[The records — start]
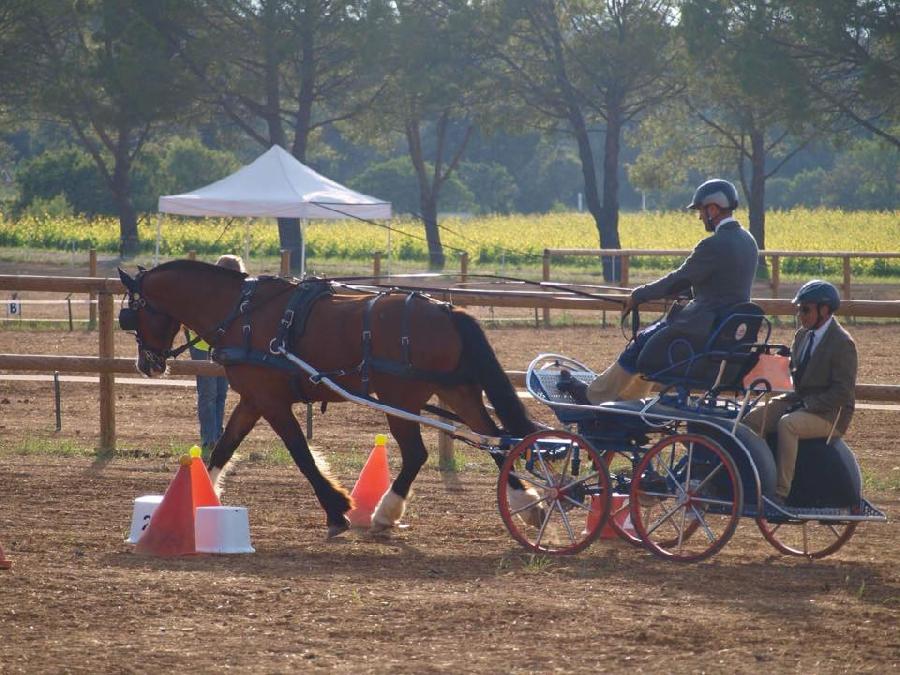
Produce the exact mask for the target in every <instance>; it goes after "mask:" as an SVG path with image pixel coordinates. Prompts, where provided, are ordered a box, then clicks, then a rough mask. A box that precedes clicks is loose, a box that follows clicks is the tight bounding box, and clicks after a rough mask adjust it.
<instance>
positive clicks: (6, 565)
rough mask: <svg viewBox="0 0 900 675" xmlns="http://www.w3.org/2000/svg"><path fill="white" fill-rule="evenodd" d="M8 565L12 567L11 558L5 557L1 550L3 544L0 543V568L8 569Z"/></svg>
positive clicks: (1, 549) (3, 568)
mask: <svg viewBox="0 0 900 675" xmlns="http://www.w3.org/2000/svg"><path fill="white" fill-rule="evenodd" d="M10 567H12V560H9V559H8V558H7V557H6V554H5V553H4V552H3V546H2V545H0V570H8V569H9V568H10Z"/></svg>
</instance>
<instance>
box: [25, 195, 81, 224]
mask: <svg viewBox="0 0 900 675" xmlns="http://www.w3.org/2000/svg"><path fill="white" fill-rule="evenodd" d="M73 215H74V211H73V210H72V205H71V204H69V200H68V199H66V196H65V195H64V194H61V193H60V194H58V195H56V196H55V197H51V198H50V199H46V198H44V197H36V198H35V199H32V200H31V203H30V204H29V205H28V208H26V209H25V212H24V216H25V217H26V218H32V219H34V220H57V219H61V218H71V217H72V216H73Z"/></svg>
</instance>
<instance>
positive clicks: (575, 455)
mask: <svg viewBox="0 0 900 675" xmlns="http://www.w3.org/2000/svg"><path fill="white" fill-rule="evenodd" d="M511 483H513V484H518V485H520V486H521V487H522V488H524V489H519V488H517V487H516V486H515V485H512V484H511ZM497 502H498V505H499V507H500V516H501V517H502V518H503V524H504V525H506V529H507V530H508V531H509V533H510V534H511V535H512V537H513V539H515V540H516V541H518V542H519V543H520V544H521V545H522V546H524V547H525V548H526V549H528V550H529V551H533V552H534V553H545V554H552V555H570V554H574V553H578V552H579V551H582V550H584V549H585V548H587V547H588V546H590V544H591V542H593V541H594V540H595V539H596V538H597V537H598V536H599V534H600V530H601V529H602V528H603V526H604V525H605V524H606V520H607V517H608V516H609V504H610V489H609V476H608V473H607V467H606V463H605V462H604V461H603V460H602V459H601V457H600V455H599V454H598V453H597V451H596V450H594V449H593V448H592V447H591V446H590V445H589V444H588V443H587V442H586V441H585V440H584V439H582V438H581V437H580V436H576V435H575V434H570V433H568V432H565V431H549V430H548V431H539V432H537V433H534V434H531V435H530V436H528V437H526V438H524V439H523V440H522V441H520V442H519V443H518V444H517V445H516V446H515V447H514V448H513V449H512V450H510V452H509V454H508V455H507V456H506V459H505V460H504V462H503V466H502V467H501V469H500V477H499V479H498V482H497Z"/></svg>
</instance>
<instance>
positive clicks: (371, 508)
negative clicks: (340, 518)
mask: <svg viewBox="0 0 900 675" xmlns="http://www.w3.org/2000/svg"><path fill="white" fill-rule="evenodd" d="M386 442H387V437H386V436H385V435H384V434H378V435H377V436H375V447H374V448H372V452H371V453H369V459H367V460H366V465H365V466H364V467H363V470H362V471H361V472H360V474H359V479H357V481H356V485H354V486H353V491H352V492H351V493H350V496H351V497H352V498H353V504H354V507H353V509H351V510H350V511H348V512H347V518H348V519H349V520H350V524H351V525H352V526H353V527H369V526H370V525H371V524H372V514H373V513H374V512H375V507H376V506H378V502H379V501H380V500H381V497H382V495H384V493H385V492H387V490H388V488H389V487H390V485H391V473H390V471H389V470H388V465H387V449H386V448H385V447H384V444H385V443H386Z"/></svg>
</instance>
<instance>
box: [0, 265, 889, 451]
mask: <svg viewBox="0 0 900 675" xmlns="http://www.w3.org/2000/svg"><path fill="white" fill-rule="evenodd" d="M0 291H37V292H59V293H87V294H95V295H96V297H97V311H98V315H99V317H98V356H97V357H95V358H92V357H61V356H33V355H21V354H0V369H3V370H30V371H43V372H52V371H54V370H58V371H60V372H96V373H99V374H100V448H101V449H103V450H111V449H114V448H115V443H116V428H115V391H114V388H115V379H114V373H116V372H134V365H133V360H130V359H117V358H115V350H114V331H115V317H114V309H115V307H114V305H115V303H114V301H113V299H114V296H115V295H117V294H122V293H124V291H125V289H124V287H123V286H122V283H121V281H120V280H119V279H115V278H108V279H107V278H99V277H41V276H31V275H0ZM429 292H430V293H431V294H432V295H433V296H435V297H437V298H441V299H444V300H447V301H452V302H454V303H455V304H457V305H463V306H466V305H468V306H501V307H522V308H531V309H534V308H546V309H551V308H555V309H578V310H593V311H597V310H617V309H619V308H620V307H621V296H616V295H614V294H606V295H602V296H598V297H594V298H584V297H573V296H571V295H566V294H565V293H562V292H551V293H548V292H540V293H537V292H527V291H497V290H493V291H491V290H475V289H446V290H443V289H429ZM756 302H757V303H758V304H759V305H760V306H762V308H763V310H764V311H765V312H766V313H768V314H773V315H779V314H780V315H790V314H793V313H794V307H793V305H792V304H791V303H790V301H788V300H780V299H767V298H761V299H757V300H756ZM652 306H654V307H661V306H662V305H661V304H659V303H654V304H653V305H652ZM841 313H842V314H853V315H856V316H870V317H893V318H896V317H900V301H898V300H885V301H876V300H850V301H847V302H845V303H842V305H841ZM172 368H173V371H172V372H173V373H176V374H185V375H188V374H198V373H199V372H200V369H207V368H208V369H210V371H211V372H210V373H209V374H213V373H215V372H221V371H218V370H214V369H217V368H218V366H216V365H215V364H201V363H199V362H188V361H182V362H177V361H176V362H175V363H174V364H173V366H172ZM120 369H121V370H120ZM195 369H197V370H195ZM202 374H207V373H206V372H204V373H202ZM861 386H864V387H865V386H875V385H861ZM893 392H894V390H893V389H890V390H884V391H882V390H869V391H867V392H866V395H867V396H872V395H886V396H891V397H893V396H894V395H895V394H894V393H893ZM860 393H861V394H862V392H860ZM861 397H862V396H861ZM877 400H896V399H894V398H887V399H877Z"/></svg>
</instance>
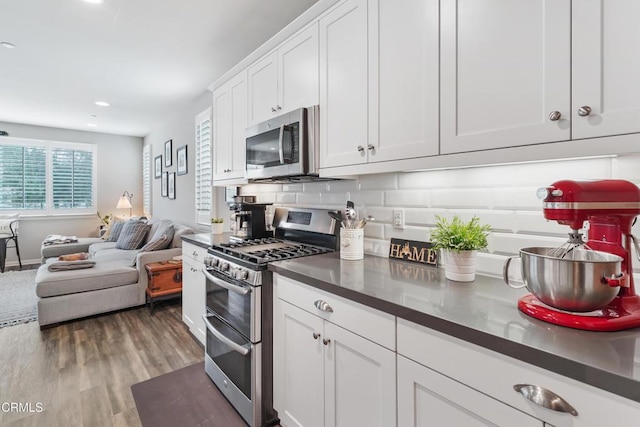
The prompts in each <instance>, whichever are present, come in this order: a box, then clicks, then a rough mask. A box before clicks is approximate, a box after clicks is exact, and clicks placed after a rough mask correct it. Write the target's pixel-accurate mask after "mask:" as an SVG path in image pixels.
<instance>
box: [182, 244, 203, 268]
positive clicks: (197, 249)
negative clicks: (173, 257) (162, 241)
mask: <svg viewBox="0 0 640 427" xmlns="http://www.w3.org/2000/svg"><path fill="white" fill-rule="evenodd" d="M182 255H183V256H188V257H189V258H192V259H195V260H196V261H198V262H200V263H202V264H204V257H205V256H206V255H207V250H206V249H205V248H202V247H200V246H197V245H194V244H192V243H187V242H185V241H183V242H182Z"/></svg>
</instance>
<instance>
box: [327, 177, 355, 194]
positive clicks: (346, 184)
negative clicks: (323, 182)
mask: <svg viewBox="0 0 640 427" xmlns="http://www.w3.org/2000/svg"><path fill="white" fill-rule="evenodd" d="M326 188H327V190H326V191H331V192H332V193H335V192H337V193H340V192H347V191H357V190H358V180H356V179H338V180H335V181H327V187H326Z"/></svg>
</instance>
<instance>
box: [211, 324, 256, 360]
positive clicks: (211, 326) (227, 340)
mask: <svg viewBox="0 0 640 427" xmlns="http://www.w3.org/2000/svg"><path fill="white" fill-rule="evenodd" d="M202 320H204V326H206V327H207V330H208V331H209V332H211V333H212V334H213V335H215V337H216V338H218V339H219V340H220V341H222V342H223V343H224V344H226V345H228V346H229V347H231V349H232V350H233V351H235V352H237V353H240V354H242V355H243V356H246V355H247V354H249V352H250V351H251V345H240V344H238V343H235V342H233V341H231V340H230V339H229V338H227V336H225V334H223V333H222V332H220V331H219V330H217V329H216V328H215V327H214V326H213V325H212V324H211V323H209V320H208V316H206V315H203V316H202Z"/></svg>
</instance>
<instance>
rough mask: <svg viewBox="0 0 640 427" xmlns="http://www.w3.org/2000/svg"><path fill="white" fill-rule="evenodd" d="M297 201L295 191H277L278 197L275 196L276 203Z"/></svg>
mask: <svg viewBox="0 0 640 427" xmlns="http://www.w3.org/2000/svg"><path fill="white" fill-rule="evenodd" d="M296 201H297V194H296V193H278V197H277V198H276V203H281V204H285V205H293V204H295V203H296Z"/></svg>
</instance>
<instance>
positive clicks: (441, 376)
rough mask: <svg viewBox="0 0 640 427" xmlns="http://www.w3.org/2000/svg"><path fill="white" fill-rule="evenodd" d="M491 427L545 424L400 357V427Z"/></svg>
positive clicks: (420, 365)
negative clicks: (449, 426)
mask: <svg viewBox="0 0 640 427" xmlns="http://www.w3.org/2000/svg"><path fill="white" fill-rule="evenodd" d="M491 425H495V426H518V427H542V426H543V422H542V421H540V420H538V419H536V418H533V417H531V416H529V415H527V414H524V413H522V412H520V411H518V410H516V409H513V408H512V407H510V406H508V405H505V404H504V403H502V402H499V401H497V400H495V399H492V398H491V397H489V396H486V395H484V394H482V393H480V392H478V391H476V390H474V389H472V388H470V387H467V386H466V385H464V384H461V383H459V382H457V381H454V380H452V379H451V378H449V377H446V376H444V375H442V374H439V373H438V372H436V371H433V370H431V369H429V368H427V367H425V366H422V365H420V364H418V363H416V362H414V361H412V360H409V359H407V358H406V357H404V356H401V355H398V427H427V426H442V427H445V426H450V427H458V426H465V427H475V426H478V427H480V426H491Z"/></svg>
[The records — finish]
◆ **Task instructions**
Each line above that contains the string "pixel" should be identified and copied.

◆ **Response to the exercise**
Produce the exact mask for the target in every <instance>; it goes after "mask:" as an SVG path with image pixel coordinates. Prompts, where provided, are ordered a box, then clicks, then a rough mask. A box that precedes clicks is loose, a box that follows clicks is the tight bounding box, and clicks after a rough mask adjust it.
The prompts in each <instance>, whichever are present, come in this order: a box, then clicks, then a rough mask. A box before clicks is approximate, a box after clicks is exact, and clicks placed after a rough mask correct it. Write the target's pixel-accurate mask after "mask:" as an SVG path in image pixels.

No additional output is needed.